• [REQUIREMENT]: Report every line below that contains the word "spot", copying each one in full.

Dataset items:
....

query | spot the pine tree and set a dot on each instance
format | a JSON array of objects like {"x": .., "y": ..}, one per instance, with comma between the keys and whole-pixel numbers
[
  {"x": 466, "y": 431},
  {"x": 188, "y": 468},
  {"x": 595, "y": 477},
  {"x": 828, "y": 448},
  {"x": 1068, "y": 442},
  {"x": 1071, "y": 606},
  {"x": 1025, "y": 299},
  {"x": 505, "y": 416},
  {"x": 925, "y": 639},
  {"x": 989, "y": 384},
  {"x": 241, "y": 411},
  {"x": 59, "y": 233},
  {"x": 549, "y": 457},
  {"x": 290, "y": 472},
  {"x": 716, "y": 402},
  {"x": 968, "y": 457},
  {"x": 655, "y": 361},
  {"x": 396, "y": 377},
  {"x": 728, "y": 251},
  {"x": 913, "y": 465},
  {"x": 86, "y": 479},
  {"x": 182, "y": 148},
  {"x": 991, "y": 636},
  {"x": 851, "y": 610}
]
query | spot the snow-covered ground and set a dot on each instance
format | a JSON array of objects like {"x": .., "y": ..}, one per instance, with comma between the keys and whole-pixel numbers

....

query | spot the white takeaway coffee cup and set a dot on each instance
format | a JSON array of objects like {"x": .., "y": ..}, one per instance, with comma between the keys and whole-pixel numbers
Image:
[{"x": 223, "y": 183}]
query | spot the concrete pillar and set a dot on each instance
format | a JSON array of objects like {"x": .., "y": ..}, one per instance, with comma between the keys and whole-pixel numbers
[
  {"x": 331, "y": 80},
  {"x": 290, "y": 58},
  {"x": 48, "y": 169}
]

....

• [FULL ANSWER]:
query | spot the pine tree and set a dot on each instance
query | spot the snow-covered ground and set a dot on each instance
query | spot the white takeaway coffee cup and set a dot on each instance
query | spot the concrete pillar and set a dot on each instance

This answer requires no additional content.